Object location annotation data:
•••••

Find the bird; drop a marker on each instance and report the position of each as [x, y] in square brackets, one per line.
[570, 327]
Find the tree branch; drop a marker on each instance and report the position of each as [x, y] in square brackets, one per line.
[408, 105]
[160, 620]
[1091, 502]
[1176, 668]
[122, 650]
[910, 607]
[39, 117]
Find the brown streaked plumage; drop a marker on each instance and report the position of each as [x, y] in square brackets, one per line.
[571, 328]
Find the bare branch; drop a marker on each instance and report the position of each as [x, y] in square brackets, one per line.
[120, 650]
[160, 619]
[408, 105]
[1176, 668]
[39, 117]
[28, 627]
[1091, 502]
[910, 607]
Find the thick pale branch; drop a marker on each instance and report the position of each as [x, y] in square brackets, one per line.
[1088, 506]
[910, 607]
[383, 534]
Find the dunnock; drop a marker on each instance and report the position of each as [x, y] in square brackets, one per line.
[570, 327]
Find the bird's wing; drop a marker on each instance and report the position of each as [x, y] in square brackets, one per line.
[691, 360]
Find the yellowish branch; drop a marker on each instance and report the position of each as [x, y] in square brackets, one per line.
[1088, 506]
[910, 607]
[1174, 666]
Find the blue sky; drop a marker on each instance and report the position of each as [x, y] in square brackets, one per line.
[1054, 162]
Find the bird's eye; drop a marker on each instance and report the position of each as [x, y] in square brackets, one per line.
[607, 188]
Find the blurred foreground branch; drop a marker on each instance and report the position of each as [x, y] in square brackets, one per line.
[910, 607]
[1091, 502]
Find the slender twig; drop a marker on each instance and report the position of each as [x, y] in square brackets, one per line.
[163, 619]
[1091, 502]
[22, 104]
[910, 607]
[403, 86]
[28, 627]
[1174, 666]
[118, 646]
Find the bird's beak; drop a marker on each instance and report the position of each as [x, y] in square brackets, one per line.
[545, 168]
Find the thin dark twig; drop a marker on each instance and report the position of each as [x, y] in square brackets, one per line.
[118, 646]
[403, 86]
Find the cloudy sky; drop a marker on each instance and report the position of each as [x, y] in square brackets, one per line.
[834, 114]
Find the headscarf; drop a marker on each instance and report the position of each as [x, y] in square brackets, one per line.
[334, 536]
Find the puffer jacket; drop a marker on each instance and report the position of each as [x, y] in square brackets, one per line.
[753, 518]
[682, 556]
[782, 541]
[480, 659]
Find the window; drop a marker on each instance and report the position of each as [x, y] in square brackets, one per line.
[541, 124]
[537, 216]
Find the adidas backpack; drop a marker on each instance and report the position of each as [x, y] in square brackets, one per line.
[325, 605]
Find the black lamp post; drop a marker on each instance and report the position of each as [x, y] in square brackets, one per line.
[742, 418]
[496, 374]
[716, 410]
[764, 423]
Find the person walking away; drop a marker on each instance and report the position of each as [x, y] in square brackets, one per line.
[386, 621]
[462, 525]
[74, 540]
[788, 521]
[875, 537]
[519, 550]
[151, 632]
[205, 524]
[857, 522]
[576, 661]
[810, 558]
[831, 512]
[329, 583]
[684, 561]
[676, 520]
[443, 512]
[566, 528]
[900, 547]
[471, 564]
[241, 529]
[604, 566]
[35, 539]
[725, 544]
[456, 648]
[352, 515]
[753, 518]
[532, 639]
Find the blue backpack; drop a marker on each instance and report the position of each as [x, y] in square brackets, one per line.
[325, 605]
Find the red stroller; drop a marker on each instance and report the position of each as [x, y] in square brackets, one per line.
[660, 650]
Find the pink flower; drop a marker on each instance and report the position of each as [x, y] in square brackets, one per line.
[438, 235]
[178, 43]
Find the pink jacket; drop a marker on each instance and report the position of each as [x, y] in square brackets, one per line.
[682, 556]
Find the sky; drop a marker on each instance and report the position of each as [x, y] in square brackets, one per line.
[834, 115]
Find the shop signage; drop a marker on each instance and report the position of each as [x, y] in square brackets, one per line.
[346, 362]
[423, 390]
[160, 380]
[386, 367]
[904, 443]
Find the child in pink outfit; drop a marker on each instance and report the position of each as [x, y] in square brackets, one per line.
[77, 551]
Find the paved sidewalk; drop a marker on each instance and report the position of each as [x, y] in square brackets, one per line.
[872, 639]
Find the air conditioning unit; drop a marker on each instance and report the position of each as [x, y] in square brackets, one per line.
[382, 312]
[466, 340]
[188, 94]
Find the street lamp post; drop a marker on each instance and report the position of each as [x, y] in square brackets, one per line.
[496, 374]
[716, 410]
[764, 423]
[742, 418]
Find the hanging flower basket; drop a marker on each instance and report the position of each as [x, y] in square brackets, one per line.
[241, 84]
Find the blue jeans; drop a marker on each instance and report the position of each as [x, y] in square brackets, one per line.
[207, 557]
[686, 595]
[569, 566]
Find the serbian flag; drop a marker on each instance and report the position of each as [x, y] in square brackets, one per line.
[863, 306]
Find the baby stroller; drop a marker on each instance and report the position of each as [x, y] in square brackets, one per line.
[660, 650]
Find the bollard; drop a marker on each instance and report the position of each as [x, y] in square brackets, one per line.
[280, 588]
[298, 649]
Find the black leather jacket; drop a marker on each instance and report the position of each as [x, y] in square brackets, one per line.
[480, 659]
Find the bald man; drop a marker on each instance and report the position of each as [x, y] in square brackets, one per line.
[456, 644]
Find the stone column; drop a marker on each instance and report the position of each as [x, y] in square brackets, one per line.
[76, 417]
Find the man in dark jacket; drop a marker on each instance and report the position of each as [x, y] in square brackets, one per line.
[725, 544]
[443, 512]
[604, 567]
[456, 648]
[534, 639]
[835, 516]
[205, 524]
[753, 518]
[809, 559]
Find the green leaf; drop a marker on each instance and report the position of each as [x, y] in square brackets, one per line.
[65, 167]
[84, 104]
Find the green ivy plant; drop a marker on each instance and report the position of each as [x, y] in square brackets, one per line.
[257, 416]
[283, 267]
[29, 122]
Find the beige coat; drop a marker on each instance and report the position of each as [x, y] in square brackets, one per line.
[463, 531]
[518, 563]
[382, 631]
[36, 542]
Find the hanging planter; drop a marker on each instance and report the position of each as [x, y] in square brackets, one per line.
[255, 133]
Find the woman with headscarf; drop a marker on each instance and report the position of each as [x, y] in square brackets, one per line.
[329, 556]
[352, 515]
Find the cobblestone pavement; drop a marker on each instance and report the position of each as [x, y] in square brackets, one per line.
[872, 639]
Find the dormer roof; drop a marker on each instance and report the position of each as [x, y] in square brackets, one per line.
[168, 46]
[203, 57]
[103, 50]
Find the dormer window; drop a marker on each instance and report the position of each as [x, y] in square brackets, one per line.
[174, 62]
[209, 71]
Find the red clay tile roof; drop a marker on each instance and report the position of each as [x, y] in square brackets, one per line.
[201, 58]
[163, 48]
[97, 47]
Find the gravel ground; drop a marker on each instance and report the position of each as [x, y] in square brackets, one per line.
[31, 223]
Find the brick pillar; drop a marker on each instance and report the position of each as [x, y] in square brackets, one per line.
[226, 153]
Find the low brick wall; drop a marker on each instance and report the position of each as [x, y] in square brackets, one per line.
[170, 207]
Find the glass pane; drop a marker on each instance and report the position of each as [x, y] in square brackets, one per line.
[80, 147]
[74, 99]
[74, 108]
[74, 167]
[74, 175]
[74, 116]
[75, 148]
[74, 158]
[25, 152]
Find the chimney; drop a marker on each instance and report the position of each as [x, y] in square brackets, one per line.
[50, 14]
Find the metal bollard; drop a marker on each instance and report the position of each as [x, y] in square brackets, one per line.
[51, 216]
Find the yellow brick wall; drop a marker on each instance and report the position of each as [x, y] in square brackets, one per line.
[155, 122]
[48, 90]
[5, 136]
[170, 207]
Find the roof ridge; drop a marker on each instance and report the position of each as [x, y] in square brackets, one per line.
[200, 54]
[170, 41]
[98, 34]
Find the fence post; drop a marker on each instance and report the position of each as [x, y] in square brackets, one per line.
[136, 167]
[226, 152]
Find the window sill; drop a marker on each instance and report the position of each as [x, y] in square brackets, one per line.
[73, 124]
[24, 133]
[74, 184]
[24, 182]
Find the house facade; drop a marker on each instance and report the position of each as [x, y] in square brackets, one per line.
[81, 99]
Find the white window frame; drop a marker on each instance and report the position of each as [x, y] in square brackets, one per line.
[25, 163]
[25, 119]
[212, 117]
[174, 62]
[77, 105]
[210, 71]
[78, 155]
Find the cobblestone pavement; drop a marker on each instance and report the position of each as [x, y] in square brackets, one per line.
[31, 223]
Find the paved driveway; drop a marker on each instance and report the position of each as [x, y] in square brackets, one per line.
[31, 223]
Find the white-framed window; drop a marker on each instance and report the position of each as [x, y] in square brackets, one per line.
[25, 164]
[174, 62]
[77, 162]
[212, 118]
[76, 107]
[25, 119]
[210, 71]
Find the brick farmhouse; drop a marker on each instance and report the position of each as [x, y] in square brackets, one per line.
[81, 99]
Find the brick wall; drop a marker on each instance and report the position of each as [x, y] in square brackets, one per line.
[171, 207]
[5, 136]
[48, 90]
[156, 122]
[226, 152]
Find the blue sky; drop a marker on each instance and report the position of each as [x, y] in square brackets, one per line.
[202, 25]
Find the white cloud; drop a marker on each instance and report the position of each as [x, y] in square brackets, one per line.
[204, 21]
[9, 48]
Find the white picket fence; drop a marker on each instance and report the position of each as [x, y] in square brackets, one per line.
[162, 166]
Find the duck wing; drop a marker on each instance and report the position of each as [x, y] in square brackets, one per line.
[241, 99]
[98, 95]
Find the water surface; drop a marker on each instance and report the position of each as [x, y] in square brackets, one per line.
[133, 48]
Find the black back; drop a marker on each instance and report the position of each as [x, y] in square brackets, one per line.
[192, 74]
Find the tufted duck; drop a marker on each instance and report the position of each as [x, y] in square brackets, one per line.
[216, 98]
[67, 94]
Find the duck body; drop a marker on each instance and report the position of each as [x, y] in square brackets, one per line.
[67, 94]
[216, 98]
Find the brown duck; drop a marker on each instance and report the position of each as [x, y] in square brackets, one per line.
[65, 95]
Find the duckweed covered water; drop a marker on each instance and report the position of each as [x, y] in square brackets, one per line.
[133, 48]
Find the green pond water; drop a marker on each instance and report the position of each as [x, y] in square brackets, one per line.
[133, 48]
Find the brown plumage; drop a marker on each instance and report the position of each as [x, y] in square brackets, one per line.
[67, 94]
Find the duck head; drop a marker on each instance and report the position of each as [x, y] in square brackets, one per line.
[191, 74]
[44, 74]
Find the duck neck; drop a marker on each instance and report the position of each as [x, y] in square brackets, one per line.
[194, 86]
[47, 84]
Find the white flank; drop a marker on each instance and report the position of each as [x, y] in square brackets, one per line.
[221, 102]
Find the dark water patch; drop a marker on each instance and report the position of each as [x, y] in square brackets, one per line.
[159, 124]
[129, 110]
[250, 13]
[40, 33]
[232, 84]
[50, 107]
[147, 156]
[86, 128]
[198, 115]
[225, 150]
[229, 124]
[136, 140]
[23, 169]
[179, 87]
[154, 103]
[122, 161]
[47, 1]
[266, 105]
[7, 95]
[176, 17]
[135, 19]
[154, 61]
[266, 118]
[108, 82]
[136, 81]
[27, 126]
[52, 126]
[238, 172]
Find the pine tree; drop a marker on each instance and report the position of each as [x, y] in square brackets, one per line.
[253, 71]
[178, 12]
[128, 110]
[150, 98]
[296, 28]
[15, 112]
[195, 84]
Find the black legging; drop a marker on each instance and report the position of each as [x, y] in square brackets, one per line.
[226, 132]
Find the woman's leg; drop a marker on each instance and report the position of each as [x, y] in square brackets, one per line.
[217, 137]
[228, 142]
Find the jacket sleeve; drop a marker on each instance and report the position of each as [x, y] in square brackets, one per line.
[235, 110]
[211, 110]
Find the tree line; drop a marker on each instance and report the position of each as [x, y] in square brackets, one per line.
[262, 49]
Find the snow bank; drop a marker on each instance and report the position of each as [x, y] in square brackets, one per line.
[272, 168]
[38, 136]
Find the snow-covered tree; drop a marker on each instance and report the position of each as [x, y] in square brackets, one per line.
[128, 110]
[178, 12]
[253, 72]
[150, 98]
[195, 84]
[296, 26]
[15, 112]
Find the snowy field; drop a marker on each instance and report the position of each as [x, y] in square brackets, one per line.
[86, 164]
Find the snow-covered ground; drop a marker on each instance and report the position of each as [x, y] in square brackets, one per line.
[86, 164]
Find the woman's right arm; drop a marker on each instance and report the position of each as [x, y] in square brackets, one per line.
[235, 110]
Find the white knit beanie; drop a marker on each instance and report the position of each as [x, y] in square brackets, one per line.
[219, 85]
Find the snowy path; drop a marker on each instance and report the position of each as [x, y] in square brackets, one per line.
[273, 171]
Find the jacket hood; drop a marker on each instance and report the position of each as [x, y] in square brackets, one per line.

•••••

CHALLENGE:
Rewrite the records from the line containing "Find the white knit" through the end of the records, swapping every "marker" for "pin" and leaving everything else unchanged.

CORRECT RESPONSE:
Find the white knit beanie; drop a pin on each instance and report the position of each as [x, y] in square brackets, one per line.
[219, 85]
Find the snowy path; drop a pin on each instance and report the position of each as [x, y] in square brackets, one per line.
[273, 171]
Find the jacket hood; drop a pin on each instance and report the position of each as [x, y] in square brackets, one per line.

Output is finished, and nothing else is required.